• TEXT EXCERPT:
########################################

Sprite
After watching Theo's video on how coding agents worked, I decided it was time to write my own. To be meta, I wanted to use a coding agent to build a coding agent. I fed Claude Code these how-to articles and sent it on its way:
The end result is Sprite: A small helping hand inside your computer. I wanted something simple and minimal, around 500 lines of code with about 200 of them being the harness. It's open source and has been a great learning experience to build and use.
This is my 2nd time writing a coding agent using a coding agent. The first was short-lived and named Blink, and I took a more complicated and structured approach to building it. I analyzed codebases of open source coding agents and wrote comparison and architecture docs. It was a thorough R&D loop. The issue is that the tool never got used. It got too complicated too fast and I couldn't figure out how to hold the tool and do work with it.
Now that the theory behind building coding agents and harnesses are more known, and probably in the training dataset, it was time to try again. This time I set out to make a small tool instead of a full application. Sprite feels minimal and I want to keep it that way. I'm trying to build the gut feeling of knowing when to add features and when to edit/cut them. A new skill to develop when working with generated software.
I have big plans for Sprite and can see a world where it is the base harness powering other tools that I make. For now it's just a lil guy that lives inside my computer.

########################################

• WHAT YOU NEED TO DO: Translate this sentence from the post about Sprite into Spanish: "Sprite feels minimal and I want to keep it that way." The items have nothing to do with the post about Sprite.

########################################

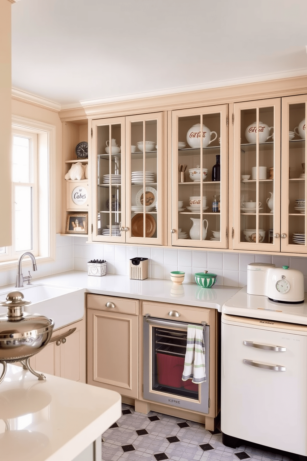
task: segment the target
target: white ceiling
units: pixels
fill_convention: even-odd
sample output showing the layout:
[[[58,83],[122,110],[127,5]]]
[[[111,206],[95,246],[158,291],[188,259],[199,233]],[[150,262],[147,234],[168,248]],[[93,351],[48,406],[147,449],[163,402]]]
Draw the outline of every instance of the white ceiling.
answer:
[[[78,106],[307,75],[306,0],[21,0],[13,88]]]

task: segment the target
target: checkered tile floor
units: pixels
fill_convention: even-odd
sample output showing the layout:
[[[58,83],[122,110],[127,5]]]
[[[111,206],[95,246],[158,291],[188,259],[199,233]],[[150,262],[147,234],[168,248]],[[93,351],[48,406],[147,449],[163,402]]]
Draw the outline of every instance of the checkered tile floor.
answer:
[[[219,429],[151,411],[143,414],[122,404],[122,416],[102,435],[102,461],[290,461],[277,453],[222,443]]]

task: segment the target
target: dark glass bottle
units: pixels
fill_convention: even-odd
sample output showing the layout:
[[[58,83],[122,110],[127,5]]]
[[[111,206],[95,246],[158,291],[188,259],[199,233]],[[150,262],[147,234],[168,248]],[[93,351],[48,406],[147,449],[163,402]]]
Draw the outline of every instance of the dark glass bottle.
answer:
[[[220,155],[216,155],[216,163],[212,168],[212,181],[220,181]]]

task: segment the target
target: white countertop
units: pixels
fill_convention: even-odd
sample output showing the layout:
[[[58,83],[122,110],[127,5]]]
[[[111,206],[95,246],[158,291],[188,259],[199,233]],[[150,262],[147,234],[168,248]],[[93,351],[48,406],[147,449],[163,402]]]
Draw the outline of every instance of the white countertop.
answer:
[[[239,287],[222,285],[202,288],[196,283],[184,282],[181,285],[176,285],[171,280],[157,278],[133,280],[127,275],[111,274],[93,277],[82,271],[71,271],[35,279],[33,283],[42,282],[63,286],[82,287],[88,293],[210,307],[220,312],[223,304],[240,290]]]
[[[119,394],[8,364],[0,384],[0,458],[71,461],[122,414]]]
[[[304,302],[291,304],[271,301],[266,296],[248,295],[246,289],[246,286],[241,288],[227,301],[222,312],[230,315],[307,325],[307,293],[305,294]]]

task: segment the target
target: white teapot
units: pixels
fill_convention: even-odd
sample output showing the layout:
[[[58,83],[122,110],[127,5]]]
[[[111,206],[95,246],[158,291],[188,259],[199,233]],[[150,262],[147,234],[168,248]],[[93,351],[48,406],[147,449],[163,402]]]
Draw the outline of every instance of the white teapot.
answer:
[[[268,126],[265,123],[259,122],[259,142],[265,142],[269,138],[272,136],[272,134],[270,135],[271,130],[274,128],[273,126]],[[245,130],[245,137],[249,142],[254,143],[256,142],[257,138],[257,122],[254,122],[249,125]]]
[[[302,139],[306,139],[306,118],[302,120],[298,126],[295,126],[294,132],[296,133]],[[298,131],[296,131],[298,130]]]
[[[214,134],[215,137],[211,139],[211,135]],[[197,123],[191,127],[186,133],[186,140],[188,144],[191,148],[200,147],[200,124]],[[207,147],[209,144],[216,139],[217,134],[215,131],[210,131],[209,129],[203,125],[203,147]]]
[[[268,197],[266,199],[266,204],[271,210],[271,213],[273,213],[274,209],[274,194],[272,192],[269,192],[271,194],[271,197]]]

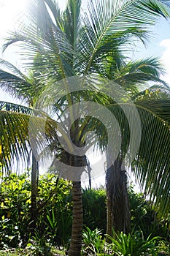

########################################

• ANSWER BOX: Sprite se siente minimalista y quiero que siga así.